## Exercise description
Copy out the lines of the listing below unchanged, starting with the line containing "red silicone cup, one point per instance" and ending with the line containing "Query: dark raisin", both included.

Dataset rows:
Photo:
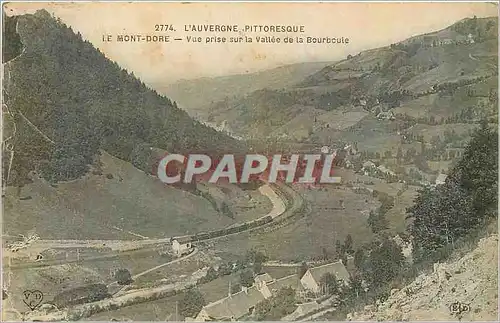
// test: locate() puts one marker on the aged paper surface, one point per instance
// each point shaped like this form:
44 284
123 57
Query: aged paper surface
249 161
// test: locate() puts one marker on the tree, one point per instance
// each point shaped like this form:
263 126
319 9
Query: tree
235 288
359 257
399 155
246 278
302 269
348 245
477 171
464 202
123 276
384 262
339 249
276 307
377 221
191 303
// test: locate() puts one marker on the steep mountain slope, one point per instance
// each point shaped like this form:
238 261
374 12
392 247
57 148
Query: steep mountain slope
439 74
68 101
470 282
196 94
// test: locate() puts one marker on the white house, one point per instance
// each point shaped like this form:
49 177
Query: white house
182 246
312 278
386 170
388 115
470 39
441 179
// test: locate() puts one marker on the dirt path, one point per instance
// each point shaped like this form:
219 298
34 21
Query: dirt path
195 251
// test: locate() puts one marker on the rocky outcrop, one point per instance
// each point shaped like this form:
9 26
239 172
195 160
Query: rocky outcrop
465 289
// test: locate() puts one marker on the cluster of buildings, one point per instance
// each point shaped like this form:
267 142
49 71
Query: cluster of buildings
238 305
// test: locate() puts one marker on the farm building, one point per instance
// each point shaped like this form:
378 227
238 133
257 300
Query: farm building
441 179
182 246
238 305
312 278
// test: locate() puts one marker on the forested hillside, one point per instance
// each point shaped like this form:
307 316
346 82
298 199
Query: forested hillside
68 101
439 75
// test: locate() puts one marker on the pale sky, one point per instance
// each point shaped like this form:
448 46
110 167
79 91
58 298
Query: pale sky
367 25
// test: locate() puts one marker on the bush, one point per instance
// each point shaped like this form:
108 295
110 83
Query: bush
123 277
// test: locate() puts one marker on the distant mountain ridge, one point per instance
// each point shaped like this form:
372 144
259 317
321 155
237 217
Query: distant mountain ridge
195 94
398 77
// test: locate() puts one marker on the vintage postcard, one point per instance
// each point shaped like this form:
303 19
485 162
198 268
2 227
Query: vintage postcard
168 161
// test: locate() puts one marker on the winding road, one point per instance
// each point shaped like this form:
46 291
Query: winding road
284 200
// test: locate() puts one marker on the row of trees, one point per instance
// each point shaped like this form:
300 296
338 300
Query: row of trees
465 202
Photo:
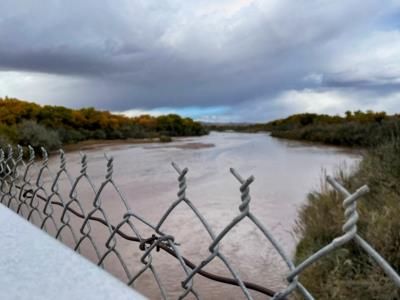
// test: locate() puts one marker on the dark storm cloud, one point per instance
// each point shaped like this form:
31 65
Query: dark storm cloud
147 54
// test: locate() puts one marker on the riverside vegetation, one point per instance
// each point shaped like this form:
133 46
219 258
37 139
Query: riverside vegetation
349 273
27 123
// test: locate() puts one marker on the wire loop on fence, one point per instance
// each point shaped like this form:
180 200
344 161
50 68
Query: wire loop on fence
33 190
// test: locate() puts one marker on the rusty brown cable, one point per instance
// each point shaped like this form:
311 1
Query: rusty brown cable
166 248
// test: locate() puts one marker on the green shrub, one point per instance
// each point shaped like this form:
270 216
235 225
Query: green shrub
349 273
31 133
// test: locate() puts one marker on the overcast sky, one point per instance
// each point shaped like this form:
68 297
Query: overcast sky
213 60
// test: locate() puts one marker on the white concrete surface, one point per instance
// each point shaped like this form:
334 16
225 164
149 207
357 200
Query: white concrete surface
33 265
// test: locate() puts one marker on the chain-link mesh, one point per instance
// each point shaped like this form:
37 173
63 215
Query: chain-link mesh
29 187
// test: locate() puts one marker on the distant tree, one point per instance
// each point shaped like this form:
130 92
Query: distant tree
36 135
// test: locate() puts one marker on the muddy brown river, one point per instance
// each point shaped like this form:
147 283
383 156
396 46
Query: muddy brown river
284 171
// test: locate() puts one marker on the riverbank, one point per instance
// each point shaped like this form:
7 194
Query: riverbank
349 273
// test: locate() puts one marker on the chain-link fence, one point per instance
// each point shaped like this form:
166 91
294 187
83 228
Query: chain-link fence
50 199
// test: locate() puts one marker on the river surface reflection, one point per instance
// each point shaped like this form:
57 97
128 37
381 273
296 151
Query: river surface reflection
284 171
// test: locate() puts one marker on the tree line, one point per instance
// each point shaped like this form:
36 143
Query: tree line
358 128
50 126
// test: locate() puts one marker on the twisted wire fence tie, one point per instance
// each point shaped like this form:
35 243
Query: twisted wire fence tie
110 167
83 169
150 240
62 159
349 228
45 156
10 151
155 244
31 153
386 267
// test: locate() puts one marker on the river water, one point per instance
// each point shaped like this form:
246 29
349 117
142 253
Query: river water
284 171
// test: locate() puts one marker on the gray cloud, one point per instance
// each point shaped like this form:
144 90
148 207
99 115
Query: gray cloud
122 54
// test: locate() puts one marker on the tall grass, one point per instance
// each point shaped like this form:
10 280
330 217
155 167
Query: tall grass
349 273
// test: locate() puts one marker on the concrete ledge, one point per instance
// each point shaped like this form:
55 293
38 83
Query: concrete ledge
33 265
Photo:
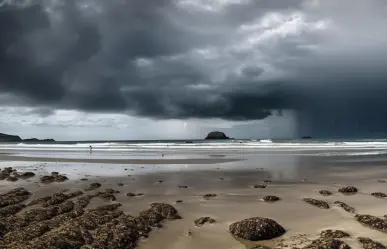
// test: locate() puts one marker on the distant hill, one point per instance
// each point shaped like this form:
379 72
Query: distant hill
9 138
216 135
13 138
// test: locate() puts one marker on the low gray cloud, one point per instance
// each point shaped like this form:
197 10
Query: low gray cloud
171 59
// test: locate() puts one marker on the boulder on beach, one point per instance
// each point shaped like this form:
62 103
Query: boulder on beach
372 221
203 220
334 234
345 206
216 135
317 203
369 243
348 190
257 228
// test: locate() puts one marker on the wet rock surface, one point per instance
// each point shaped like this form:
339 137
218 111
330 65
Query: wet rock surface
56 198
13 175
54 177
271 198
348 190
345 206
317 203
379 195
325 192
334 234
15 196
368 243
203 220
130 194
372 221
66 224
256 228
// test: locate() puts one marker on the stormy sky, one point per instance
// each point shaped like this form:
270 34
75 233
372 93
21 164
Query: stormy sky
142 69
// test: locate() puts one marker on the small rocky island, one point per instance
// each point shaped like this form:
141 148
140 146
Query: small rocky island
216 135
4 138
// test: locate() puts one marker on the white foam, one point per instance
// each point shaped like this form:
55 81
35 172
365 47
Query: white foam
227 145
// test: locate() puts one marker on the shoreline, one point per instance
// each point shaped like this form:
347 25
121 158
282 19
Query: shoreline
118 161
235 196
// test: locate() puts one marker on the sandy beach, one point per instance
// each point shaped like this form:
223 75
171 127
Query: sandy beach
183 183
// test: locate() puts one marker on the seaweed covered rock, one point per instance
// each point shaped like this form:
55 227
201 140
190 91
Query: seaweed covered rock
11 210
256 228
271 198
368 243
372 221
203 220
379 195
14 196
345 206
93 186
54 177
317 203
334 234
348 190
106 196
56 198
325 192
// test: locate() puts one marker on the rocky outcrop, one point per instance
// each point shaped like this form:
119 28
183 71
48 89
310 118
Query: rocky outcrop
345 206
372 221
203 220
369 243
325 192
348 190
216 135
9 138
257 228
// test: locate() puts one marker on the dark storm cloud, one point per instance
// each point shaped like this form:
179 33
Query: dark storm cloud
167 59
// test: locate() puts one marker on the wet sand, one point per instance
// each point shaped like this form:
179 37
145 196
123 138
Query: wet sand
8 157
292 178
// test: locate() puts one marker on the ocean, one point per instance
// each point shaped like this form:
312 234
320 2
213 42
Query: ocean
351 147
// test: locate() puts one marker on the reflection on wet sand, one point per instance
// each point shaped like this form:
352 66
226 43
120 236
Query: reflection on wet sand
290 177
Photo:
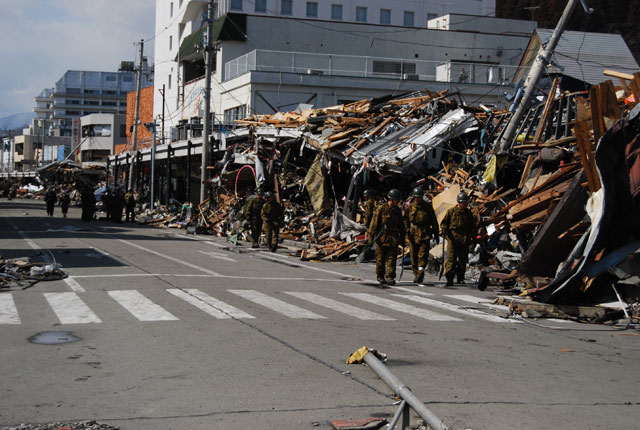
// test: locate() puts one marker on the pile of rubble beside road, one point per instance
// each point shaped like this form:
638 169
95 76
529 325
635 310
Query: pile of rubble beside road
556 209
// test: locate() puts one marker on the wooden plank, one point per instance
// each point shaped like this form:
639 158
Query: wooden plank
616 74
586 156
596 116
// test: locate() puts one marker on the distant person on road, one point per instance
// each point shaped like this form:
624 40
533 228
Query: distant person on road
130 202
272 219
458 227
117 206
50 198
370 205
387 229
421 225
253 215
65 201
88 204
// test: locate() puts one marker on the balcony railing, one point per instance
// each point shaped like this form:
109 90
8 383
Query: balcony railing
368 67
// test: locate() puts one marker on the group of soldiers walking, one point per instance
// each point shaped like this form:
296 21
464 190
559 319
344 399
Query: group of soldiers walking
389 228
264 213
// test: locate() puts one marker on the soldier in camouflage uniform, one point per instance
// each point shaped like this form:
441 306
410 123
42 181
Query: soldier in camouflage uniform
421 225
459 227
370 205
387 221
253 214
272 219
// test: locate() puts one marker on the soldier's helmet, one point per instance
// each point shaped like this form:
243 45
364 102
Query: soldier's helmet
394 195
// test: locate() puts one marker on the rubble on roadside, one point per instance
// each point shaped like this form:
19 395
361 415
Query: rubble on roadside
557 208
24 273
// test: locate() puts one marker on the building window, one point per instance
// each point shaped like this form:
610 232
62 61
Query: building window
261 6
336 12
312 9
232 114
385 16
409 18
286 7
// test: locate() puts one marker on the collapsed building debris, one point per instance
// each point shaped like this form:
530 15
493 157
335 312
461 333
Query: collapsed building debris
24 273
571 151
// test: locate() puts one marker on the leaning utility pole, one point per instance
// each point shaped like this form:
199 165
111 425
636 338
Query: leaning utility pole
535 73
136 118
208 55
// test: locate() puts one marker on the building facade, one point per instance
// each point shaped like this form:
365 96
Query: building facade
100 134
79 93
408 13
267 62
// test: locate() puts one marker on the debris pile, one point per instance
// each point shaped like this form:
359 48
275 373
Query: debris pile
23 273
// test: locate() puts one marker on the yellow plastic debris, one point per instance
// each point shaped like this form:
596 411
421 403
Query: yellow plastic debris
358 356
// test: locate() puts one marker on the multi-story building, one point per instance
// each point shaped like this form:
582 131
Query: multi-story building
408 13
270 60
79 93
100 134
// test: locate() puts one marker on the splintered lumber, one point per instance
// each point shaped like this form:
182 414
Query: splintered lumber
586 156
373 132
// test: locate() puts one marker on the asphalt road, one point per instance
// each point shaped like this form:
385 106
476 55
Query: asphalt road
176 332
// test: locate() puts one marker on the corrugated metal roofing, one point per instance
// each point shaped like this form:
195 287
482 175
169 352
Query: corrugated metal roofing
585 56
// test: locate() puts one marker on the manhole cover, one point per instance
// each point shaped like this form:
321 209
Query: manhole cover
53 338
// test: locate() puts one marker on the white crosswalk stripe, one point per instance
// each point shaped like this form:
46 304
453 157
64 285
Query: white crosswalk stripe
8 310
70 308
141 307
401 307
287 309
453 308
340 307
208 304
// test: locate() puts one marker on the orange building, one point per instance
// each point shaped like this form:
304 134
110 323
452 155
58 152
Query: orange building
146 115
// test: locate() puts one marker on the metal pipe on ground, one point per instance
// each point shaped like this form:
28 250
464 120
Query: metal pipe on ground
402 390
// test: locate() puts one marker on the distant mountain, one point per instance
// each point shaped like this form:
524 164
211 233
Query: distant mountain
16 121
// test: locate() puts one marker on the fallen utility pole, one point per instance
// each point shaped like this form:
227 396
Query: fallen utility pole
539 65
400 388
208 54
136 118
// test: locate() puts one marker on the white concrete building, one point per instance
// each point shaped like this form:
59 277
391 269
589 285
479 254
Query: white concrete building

* * *

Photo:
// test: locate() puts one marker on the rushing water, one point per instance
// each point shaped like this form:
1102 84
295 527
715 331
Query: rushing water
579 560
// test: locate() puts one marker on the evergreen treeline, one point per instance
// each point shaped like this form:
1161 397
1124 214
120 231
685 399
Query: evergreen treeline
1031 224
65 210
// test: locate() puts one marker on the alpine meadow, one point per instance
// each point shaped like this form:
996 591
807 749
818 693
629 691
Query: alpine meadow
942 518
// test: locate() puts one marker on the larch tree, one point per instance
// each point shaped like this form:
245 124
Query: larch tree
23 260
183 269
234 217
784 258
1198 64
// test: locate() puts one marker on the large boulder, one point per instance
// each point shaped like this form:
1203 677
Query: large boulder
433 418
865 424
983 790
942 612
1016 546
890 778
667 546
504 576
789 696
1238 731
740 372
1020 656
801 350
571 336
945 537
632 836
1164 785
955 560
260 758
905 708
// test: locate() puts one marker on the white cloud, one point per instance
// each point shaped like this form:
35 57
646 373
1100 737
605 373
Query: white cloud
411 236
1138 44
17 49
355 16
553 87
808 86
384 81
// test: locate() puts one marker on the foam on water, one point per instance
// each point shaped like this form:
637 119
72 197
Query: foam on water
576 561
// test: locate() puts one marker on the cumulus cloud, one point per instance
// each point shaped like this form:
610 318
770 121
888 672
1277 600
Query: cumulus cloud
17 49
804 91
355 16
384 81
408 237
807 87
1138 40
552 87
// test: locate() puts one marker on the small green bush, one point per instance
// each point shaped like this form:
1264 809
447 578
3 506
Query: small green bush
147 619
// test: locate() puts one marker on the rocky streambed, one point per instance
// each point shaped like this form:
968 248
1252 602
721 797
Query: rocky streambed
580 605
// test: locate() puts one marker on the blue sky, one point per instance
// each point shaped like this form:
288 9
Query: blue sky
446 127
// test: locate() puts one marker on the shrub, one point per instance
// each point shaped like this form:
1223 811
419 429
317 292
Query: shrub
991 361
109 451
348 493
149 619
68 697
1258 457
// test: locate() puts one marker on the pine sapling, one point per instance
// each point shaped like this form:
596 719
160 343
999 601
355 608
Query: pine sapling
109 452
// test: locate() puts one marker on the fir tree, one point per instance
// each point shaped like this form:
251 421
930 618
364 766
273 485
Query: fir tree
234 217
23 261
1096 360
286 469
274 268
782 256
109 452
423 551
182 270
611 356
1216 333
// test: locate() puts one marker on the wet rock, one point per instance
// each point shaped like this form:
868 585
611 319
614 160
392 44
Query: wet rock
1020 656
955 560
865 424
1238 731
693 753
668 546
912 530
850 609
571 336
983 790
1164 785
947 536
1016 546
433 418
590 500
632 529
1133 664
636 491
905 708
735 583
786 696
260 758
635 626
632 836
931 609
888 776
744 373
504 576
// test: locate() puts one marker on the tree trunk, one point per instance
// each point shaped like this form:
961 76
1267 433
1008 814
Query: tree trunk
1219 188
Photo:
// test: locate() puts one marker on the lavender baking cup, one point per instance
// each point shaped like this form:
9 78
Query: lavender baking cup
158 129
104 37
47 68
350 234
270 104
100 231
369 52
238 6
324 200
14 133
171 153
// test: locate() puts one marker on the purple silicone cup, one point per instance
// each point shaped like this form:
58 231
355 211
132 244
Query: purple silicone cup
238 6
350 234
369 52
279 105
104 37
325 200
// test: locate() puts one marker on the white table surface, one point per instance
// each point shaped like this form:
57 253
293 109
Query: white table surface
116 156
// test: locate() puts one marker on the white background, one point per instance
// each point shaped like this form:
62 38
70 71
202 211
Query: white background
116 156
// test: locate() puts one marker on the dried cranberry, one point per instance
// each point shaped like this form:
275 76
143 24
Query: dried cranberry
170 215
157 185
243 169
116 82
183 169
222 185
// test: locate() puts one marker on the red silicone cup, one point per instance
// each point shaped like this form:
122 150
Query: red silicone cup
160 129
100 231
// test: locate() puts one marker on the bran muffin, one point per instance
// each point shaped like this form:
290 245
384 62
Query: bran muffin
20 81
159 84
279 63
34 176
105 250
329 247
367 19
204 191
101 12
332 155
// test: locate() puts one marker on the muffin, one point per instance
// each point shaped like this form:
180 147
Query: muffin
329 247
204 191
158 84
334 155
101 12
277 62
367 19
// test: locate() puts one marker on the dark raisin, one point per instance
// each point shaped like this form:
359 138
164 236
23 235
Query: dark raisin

## Problem solution
// test: locate() puts one marker on the red silicone cup, one point per instance
// each point shaped like this form:
122 150
Query: red silicone cup
160 129
100 231
// test: locate() puts one marker on the bran muffin, one point per instance
// each point shaped like this form:
290 245
384 62
Query: bran muffin
20 81
159 84
279 63
34 176
105 250
329 247
367 19
204 191
101 12
332 155
// test: locate() puts one marker on the muffin, one point per instance
// each point shaped like this form:
180 147
Query: muffin
329 247
204 191
158 84
334 155
101 12
277 62
367 19
// test: locate() puts one marker on the dark raisin, one point per instance
// each point shaped like this form:
359 138
164 236
23 235
Query: dark raisin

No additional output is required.